#### Exercise description:
Word for word, set down every record that appears below.

#### Data excerpts:
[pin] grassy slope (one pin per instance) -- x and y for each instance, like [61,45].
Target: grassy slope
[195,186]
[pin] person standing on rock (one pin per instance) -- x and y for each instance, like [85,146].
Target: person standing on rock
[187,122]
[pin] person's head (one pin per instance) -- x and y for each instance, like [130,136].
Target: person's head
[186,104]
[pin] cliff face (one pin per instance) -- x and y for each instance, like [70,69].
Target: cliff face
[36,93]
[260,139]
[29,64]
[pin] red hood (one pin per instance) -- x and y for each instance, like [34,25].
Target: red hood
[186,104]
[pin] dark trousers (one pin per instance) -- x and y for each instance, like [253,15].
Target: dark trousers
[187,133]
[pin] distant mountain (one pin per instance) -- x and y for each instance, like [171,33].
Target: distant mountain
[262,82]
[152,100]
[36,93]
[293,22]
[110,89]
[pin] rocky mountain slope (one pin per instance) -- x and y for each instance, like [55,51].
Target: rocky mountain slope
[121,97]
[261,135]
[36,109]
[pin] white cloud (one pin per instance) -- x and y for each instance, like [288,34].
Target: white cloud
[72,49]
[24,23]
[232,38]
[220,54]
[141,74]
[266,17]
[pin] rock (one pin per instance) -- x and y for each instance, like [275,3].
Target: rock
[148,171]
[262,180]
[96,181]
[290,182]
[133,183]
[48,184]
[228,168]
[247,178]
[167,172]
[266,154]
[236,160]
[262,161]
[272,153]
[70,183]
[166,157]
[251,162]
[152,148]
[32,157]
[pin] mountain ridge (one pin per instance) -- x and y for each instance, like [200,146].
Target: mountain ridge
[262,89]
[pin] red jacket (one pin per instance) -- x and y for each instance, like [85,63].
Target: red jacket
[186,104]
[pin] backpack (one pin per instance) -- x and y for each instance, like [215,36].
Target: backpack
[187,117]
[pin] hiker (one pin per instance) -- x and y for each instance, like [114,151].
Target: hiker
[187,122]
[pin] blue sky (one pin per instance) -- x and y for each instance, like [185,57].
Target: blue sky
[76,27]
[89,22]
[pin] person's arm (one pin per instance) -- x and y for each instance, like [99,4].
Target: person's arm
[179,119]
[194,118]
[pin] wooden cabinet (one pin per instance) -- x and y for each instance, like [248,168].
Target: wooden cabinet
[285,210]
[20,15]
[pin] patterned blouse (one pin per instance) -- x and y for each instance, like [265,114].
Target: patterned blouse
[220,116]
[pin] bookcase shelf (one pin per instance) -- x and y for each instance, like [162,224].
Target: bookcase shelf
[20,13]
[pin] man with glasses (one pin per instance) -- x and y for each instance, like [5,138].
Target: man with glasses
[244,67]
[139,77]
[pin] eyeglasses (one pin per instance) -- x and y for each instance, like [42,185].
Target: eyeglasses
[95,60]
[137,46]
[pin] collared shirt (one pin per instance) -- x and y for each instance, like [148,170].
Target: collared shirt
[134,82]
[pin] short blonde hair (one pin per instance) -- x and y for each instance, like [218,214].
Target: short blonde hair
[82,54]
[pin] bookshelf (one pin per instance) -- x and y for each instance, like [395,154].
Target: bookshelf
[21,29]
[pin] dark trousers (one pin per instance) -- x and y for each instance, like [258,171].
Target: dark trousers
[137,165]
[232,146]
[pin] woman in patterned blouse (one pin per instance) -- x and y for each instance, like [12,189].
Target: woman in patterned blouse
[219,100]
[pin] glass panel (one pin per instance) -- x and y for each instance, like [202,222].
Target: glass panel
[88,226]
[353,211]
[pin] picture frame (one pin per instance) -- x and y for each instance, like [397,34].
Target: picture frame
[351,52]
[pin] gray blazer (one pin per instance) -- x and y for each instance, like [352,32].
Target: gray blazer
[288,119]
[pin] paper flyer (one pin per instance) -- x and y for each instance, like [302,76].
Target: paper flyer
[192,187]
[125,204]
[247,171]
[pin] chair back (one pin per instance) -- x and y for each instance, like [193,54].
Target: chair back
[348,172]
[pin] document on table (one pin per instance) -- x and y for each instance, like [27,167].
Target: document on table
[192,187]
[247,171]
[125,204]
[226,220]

#### Answer space:
[pin] grassy slope (one pin per instance) -- x and y for each instance, like [61,45].
Target: grassy slope
[195,186]
[pin] person standing on rock (one pin per instance) -- x and y for each instance, like [85,146].
Target: person standing on rock
[187,122]
[pin] person's head (one pin per instance) -- x and y for each instance, like [130,136].
Target: person's head
[186,104]
[pin] cliff face (one pin per instance) -- x and y for each instance, like [70,69].
Target: cliff face
[36,93]
[260,139]
[29,64]
[pin] red hood (one pin per instance) -- x and y for each instance, like [34,25].
Target: red hood
[186,104]
[pin] dark trousers (one pin per instance) -- x and y for each instance, like [253,15].
Target: dark trousers
[187,133]
[pin] distant mountain (one pin per instance) -- x and y for each instance, like [171,33].
Target: distant mountain
[262,82]
[152,100]
[36,93]
[293,22]
[110,89]
[pin] rocky mountain slope (one pin per instance) -- x and y for each instance, like [55,51].
Target: rocky mountain slope
[121,97]
[261,135]
[36,109]
[pin] white cloud (one pin per instance) -- x and y for each instance, like [288,34].
Target: white cloud
[72,49]
[24,23]
[232,38]
[220,54]
[141,74]
[266,17]
[pin] rock (one pin per instance) -- x and y for each instance, like [275,3].
Target: rock
[148,171]
[262,180]
[96,181]
[290,182]
[133,183]
[48,184]
[228,168]
[247,178]
[167,172]
[266,154]
[236,160]
[262,161]
[272,153]
[70,183]
[166,157]
[251,162]
[152,148]
[32,157]
[pin] mountain ridge (one pin per instance) -- x and y for each instance, like [200,146].
Target: mountain ridge
[262,89]
[pin] red jacket (one pin per instance) -- x and y for each instance, like [85,63].
Target: red jacket
[186,104]
[pin] backpack (one pin per instance) -- x and y for each instance, like [215,36].
Target: backpack
[187,117]
[pin] hiker (one pin per instance) -- x and y for each instance, like [114,151].
Target: hiker
[187,122]
[pin] blue sky (one pin per instance) -- x and y for each instance, like [185,57].
Target: blue sky
[76,27]
[89,22]
[pin] person's arm (one pin per instance) -- x and y for each instance, like [99,4].
Target: person's arm
[179,119]
[194,118]
[pin] wooden cabinet (one pin per instance) -- x and y for each instance, like [248,168].
Target: wooden cabinet
[285,210]
[20,15]
[pin] patterned blouse (one pin per instance) -- x and y for each instance, like [265,114].
Target: patterned blouse
[220,116]
[pin] bookcase shelf (one pin per instance) -- x and y for each instance, like [162,224].
Target: bookcase shelf
[20,13]
[pin] man with glasses (one pin per instance) -- x and y for each instance, like [5,138].
Target: man with glasses
[244,67]
[139,77]
[pin] eyeglasses (one pin per instance) -- x and y for each instance, like [42,185].
Target: eyeglasses
[95,60]
[137,46]
[pin] collared shirt (one pin per instance) -- x and y for each instance, like [148,170].
Target: collared shirt
[134,82]
[pin] short blonde hair (one pin per instance) -- x and y for each instance, like [218,214].
Target: short blonde hair
[82,54]
[pin] bookshelf (one pin per instance) -- x and y for each instance, like [395,154].
Target: bookshelf
[21,29]
[pin] dark trousers (one pin per instance) -- x and y for each instance, like [258,171].
Target: dark trousers
[137,165]
[232,146]
[pin] woman in patterned blouse (one pin per instance) -- x and y for each instance, like [12,189].
Target: woman in patterned blouse
[219,100]
[pin] glass panel (one pin per instance) -- x and y for each instance, like [202,222].
Target: glass panel
[88,226]
[353,211]
[pin] picture frame (one pin per instance) -- x and y for each instance, like [397,34].
Target: picture frame
[351,52]
[pin] gray blazer (one pin per instance) -- x and y for each instance, like [352,32].
Target: gray blazer
[288,119]
[pin] paper flyer (one pin per instance) -- x and y for each instance, like [302,76].
Target: paper flyer
[192,187]
[125,204]
[247,171]
[pin] chair back (one pin per instance) -- x and y for each instance, like [193,54].
Target: chair back
[348,172]
[pin] document on table (one pin per instance) -- x and y for each instance, like [27,167].
Target: document on table
[192,187]
[247,171]
[125,204]
[226,220]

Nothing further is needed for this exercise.